● Goal: Rewrite the data below, replacing every occurrence of "side mirror" with "wing mirror" and leaving all other text unchanged.

● Given records:

#####

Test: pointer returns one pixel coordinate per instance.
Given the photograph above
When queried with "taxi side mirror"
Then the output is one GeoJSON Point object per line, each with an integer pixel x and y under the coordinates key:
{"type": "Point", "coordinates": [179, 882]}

#####

● Complete output:
Test: pointer returns one pixel coordinate per instance.
Given the photograph above
When queried with "taxi wing mirror"
Then the output is one GeoJSON Point object per line, each with an integer pixel x and y under the coordinates key:
{"type": "Point", "coordinates": [179, 882]}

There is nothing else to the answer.